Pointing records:
-- START --

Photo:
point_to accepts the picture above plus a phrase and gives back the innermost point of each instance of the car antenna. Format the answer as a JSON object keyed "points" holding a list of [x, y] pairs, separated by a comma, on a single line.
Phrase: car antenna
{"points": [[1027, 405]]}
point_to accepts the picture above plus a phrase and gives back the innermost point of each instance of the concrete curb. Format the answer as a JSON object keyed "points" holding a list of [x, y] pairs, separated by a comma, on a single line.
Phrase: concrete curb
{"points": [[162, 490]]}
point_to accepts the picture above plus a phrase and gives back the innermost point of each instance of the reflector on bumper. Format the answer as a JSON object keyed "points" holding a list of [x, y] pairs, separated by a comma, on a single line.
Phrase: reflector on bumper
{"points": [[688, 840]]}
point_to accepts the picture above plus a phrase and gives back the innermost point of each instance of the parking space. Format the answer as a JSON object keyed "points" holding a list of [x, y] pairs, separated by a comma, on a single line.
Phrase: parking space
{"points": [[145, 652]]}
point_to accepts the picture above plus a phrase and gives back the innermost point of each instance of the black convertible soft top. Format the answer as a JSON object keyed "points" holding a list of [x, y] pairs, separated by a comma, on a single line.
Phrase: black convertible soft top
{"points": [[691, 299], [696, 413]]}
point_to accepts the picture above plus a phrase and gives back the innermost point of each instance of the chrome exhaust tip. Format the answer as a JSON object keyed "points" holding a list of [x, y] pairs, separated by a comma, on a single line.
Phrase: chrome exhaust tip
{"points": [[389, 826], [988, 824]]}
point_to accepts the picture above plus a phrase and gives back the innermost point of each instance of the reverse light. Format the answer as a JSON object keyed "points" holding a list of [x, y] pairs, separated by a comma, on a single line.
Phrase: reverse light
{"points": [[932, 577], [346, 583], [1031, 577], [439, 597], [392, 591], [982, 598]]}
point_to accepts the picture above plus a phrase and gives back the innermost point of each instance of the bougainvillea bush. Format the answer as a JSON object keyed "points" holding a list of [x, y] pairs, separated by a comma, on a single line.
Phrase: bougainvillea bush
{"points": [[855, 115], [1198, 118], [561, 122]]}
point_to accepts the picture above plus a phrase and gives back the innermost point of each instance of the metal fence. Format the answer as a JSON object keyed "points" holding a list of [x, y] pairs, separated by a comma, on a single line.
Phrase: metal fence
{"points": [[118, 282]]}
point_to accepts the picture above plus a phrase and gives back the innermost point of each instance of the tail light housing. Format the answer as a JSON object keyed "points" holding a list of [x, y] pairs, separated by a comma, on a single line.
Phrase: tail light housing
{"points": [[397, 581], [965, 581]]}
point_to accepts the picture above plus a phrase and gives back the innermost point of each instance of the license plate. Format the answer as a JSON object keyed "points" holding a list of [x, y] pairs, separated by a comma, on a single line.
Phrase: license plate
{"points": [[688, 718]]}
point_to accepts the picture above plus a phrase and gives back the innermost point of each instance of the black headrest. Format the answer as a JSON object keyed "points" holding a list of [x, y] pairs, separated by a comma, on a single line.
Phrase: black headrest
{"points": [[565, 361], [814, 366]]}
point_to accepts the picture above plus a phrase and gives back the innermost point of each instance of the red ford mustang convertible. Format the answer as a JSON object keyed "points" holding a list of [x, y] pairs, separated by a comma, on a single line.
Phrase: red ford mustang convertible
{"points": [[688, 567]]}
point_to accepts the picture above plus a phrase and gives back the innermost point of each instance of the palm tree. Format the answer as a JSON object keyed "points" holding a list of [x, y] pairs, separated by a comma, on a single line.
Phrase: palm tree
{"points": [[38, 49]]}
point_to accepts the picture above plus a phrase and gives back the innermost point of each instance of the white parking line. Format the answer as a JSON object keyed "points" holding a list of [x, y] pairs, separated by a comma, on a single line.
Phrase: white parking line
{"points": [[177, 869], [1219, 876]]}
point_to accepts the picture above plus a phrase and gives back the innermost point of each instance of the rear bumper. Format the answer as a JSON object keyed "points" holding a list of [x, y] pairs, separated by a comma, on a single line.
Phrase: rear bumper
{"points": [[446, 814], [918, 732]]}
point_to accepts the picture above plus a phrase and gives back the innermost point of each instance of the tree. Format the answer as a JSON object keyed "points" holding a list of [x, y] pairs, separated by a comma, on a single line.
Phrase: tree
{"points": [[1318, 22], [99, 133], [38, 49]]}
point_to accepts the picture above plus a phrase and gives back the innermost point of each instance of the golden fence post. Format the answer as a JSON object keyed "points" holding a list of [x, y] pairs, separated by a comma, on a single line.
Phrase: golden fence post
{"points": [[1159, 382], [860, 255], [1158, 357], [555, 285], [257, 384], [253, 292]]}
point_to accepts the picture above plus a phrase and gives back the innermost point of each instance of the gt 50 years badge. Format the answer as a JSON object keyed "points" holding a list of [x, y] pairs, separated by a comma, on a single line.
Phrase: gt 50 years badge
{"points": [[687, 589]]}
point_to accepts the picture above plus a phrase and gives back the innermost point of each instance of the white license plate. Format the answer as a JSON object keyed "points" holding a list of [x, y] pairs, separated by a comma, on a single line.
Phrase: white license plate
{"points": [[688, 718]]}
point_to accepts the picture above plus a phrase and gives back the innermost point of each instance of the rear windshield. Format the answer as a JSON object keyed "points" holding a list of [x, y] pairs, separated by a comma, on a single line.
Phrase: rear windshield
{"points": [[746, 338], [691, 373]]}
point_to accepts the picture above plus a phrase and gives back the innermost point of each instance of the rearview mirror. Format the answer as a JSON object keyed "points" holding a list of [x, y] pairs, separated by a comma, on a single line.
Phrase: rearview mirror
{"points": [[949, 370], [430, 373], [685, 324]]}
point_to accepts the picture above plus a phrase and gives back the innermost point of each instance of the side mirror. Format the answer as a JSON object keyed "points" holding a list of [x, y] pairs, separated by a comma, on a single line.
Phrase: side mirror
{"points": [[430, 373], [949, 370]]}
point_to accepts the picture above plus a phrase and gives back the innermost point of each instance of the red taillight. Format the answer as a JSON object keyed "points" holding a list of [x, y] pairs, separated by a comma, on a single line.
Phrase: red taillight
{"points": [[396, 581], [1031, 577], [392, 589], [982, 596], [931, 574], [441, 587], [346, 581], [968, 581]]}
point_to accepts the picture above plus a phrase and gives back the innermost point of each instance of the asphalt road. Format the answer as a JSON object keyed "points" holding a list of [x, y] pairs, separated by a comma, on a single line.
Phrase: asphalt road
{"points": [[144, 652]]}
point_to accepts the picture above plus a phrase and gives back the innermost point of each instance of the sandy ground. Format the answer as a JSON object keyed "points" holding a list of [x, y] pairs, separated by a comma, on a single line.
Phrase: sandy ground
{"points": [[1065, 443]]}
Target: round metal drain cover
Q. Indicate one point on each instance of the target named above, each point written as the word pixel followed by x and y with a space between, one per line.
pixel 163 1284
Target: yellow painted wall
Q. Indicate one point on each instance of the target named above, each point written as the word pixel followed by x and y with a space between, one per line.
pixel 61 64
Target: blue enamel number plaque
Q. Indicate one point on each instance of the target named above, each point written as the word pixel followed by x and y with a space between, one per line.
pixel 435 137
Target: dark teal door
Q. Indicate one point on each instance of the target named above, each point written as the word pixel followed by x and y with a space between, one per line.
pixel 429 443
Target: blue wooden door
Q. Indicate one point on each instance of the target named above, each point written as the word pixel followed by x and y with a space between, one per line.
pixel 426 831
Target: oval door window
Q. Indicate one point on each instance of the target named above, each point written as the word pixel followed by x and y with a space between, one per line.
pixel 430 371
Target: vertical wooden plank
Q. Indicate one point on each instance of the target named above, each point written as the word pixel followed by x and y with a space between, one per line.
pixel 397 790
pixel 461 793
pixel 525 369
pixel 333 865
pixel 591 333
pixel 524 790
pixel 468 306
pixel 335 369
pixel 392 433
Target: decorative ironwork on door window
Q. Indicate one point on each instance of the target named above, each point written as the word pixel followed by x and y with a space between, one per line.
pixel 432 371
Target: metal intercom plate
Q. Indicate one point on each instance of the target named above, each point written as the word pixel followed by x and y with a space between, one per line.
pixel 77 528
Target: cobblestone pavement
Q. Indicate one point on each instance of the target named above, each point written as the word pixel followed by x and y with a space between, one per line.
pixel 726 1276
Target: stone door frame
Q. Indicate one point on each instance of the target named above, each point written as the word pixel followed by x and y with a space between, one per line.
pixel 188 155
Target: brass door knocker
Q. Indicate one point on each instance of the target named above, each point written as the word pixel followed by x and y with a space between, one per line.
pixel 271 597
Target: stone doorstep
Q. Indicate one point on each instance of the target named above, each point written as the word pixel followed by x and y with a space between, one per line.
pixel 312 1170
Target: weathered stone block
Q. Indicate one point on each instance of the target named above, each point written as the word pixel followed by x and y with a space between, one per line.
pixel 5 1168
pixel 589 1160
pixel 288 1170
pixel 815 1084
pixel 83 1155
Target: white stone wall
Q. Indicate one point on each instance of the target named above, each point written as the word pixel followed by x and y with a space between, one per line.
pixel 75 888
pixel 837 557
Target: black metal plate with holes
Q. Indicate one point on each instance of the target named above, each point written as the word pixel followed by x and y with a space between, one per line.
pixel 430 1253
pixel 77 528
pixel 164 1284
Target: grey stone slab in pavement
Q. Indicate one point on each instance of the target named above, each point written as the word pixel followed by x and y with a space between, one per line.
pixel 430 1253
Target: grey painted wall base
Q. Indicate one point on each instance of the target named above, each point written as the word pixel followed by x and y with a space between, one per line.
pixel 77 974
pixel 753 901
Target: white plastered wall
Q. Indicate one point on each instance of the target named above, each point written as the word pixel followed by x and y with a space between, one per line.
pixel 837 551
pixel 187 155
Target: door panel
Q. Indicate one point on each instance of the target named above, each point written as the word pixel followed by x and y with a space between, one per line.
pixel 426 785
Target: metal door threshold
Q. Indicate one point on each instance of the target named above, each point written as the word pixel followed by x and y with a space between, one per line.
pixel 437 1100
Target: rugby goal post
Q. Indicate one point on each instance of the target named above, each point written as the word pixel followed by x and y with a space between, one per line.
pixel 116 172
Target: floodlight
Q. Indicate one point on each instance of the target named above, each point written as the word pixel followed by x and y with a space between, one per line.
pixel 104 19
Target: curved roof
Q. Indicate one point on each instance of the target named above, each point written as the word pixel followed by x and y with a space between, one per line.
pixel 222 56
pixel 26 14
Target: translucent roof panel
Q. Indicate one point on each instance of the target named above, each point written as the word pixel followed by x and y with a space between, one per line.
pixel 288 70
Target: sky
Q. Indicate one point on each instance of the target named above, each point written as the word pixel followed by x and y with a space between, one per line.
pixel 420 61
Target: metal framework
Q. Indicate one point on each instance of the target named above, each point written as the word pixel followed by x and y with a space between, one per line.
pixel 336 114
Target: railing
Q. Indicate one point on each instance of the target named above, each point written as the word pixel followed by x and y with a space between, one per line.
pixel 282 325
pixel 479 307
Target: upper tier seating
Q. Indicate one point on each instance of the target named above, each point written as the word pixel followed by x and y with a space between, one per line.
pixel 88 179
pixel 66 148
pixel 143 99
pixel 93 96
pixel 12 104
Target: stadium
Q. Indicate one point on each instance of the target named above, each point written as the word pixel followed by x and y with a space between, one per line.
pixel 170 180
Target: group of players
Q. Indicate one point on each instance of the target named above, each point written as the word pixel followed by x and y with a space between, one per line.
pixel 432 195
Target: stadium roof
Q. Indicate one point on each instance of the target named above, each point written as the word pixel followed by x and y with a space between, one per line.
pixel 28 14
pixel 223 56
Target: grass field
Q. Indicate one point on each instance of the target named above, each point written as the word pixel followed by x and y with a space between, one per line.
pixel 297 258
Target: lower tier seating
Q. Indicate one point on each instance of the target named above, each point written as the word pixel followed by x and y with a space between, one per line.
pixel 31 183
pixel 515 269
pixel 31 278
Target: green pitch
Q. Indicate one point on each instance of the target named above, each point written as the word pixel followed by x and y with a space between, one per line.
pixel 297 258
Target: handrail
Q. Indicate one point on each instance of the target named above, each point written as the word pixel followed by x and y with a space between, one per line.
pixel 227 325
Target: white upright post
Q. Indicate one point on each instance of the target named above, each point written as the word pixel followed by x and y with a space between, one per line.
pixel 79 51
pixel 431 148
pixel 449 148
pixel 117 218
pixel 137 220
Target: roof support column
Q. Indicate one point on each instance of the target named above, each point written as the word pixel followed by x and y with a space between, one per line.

-- END --

## WHAT TO DO
Write out only what runs from the line holding "Target: handrail" through the last line of the records, exactly as shown.

## EXERCISE RESPONSE
Target: handrail
Q. Indicate one point on each instance of the target named above, each point written as the word pixel followed by x and y with a space between, one per line.
pixel 227 325
Target: white upright post
Q. Indicate one point on each instance of the target named above, each point written as the word pixel followed by x and y with a space between, one per line.
pixel 79 51
pixel 431 148
pixel 449 148
pixel 117 218
pixel 137 220
Target: roof support column
Q. Indicate one point on each instance of the target named above, each point written as the word pixel followed by x and y with a space between, one per line.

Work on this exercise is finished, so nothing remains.